◆ Your goal
Please output every line of the material below exactly as it appears, leaving out the pictures.

--- BEGIN Dataset records ---

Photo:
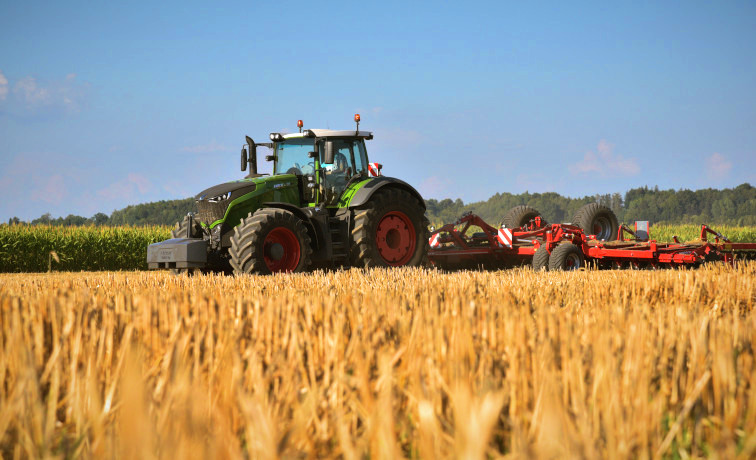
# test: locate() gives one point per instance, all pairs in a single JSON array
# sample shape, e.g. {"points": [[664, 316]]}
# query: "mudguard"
{"points": [[363, 194], [177, 253]]}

--- END Dataset records ---

◆ Exercise answer
Photo:
# test: locate() gives one point per instance, all pairs in a single JSON array
# sample shape, e.g. {"points": [[664, 316]]}
# query: "mudguard"
{"points": [[363, 194], [177, 253]]}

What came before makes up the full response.